━━━ Source excerpt

# Going To Memphis For Spring Break



## Chacfamily (May 15, 2006)

Hi everyone.

I won a package at an auction that includes 4 Premium tours to Graceland and 4 tickets to the Memphis Zoo, so we told the girls that is where we will spend Spring Break...4 days maybe. It's the week of March 16th and we were wonder if the weather in Memphis was pretty mild that time of year? Anything else we should see while we are there?

Also, haven't heard a lot of good things (via campground reviews) about the RV parks close to Graceland and also we were thinking of trying the State Park that is about 11 mile outside of downtown Memphis. Anyone out there who has been to these campgrounds or the State park who could help us with our decision? Pro's and con's of both?

Thanks so much for helping us!

Tina


----------



## Oregon_Camper (Sep 13, 2004)

Sorry, I'm not help with the campgrounds there...but just wanted to say what a great thing to win.

━━━━━━
━━━ Given information

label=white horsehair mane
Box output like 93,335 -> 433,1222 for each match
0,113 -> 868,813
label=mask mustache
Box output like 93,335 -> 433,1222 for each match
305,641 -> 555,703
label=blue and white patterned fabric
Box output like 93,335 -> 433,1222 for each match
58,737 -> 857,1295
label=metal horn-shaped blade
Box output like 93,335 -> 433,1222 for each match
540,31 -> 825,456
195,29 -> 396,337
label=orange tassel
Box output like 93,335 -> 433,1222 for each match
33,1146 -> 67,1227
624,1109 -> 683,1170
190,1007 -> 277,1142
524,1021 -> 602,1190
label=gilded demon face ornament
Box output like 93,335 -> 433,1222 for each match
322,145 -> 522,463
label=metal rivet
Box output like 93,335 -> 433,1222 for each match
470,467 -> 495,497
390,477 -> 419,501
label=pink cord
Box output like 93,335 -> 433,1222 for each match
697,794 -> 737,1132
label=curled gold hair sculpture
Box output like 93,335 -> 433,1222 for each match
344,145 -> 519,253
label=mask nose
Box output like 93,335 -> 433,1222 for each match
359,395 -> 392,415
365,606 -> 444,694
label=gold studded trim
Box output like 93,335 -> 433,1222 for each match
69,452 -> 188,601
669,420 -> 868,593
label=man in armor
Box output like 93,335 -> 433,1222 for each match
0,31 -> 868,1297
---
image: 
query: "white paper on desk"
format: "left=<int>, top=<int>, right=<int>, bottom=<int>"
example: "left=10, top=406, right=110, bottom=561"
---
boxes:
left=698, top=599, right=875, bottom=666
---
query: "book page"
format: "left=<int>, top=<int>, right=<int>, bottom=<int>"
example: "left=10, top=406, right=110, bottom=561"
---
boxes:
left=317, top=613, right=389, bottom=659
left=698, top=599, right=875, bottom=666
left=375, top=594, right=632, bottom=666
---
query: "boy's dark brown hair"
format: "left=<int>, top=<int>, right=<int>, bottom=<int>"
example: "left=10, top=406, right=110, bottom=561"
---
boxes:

━━━━━━

Your goal
Print the part of the Memphis spring break thread starting at "Also, haven't heard" and ending at "thing to win.". The data has no connection to the forum thread about a Memphis spring break trip.

Written reply
Also, haven't heard a lot of good things (via campground reviews) about the RV parks close to Graceland and also we were thinking of trying the State Park that is about 11 mile outside of downtown Memphis. Anyone out there who has been to these campgrounds or the State park who could help us with our decision? Pro's and con's of both?

Thanks so much for helping us!

Tina


----------



## Oregon_Camper (Sep 13, 2004)

Sorry, I'm not help with the campgrounds there...but just wanted to say what a great thing to win.